Exercise aim | Repeat each of the records below word for word, keeping every line the same.

Stored records |

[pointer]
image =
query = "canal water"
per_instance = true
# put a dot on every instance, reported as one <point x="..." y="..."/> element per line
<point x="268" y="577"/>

Output for this exercise |
[pointer]
image =
query = "canal water"
per_instance = true
# put a dot on every instance, reported as one <point x="..." y="..."/> element per line
<point x="268" y="577"/>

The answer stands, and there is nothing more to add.